(Outline records)
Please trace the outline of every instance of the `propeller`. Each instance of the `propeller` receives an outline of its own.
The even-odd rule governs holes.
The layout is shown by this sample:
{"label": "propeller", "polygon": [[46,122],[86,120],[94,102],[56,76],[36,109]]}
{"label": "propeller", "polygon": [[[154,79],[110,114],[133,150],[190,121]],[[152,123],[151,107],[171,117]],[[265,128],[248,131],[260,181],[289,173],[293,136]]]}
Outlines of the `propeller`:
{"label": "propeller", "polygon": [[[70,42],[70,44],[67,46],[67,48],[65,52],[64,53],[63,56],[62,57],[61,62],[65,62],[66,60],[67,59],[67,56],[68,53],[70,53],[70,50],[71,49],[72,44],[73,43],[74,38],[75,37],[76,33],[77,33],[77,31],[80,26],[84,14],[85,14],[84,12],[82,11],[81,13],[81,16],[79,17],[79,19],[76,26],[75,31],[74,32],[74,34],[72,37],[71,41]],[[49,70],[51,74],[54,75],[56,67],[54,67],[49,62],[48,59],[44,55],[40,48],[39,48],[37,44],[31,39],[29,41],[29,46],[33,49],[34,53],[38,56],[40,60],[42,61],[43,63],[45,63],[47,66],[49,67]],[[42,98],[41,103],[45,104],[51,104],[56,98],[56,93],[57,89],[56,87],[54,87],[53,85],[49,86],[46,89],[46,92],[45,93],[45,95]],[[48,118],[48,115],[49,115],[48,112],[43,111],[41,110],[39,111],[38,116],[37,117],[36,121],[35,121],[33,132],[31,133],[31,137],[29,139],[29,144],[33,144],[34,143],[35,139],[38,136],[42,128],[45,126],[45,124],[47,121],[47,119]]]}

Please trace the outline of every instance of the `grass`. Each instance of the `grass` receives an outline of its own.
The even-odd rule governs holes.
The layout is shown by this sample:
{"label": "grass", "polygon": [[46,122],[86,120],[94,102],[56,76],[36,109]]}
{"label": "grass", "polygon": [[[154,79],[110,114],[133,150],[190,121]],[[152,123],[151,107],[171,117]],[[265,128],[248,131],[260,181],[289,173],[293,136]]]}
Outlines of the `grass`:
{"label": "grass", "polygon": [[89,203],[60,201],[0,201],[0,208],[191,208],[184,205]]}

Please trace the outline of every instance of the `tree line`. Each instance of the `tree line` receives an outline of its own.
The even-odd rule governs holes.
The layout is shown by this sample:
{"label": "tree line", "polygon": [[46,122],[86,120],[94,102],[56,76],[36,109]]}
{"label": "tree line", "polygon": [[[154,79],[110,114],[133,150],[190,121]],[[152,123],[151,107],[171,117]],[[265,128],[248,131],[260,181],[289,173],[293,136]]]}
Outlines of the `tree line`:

- CHALLENGE:
Count the lines in the items above that contain the string "trace", with case counting. Reply with the number alone.

- WRITTEN RESPONSE:
3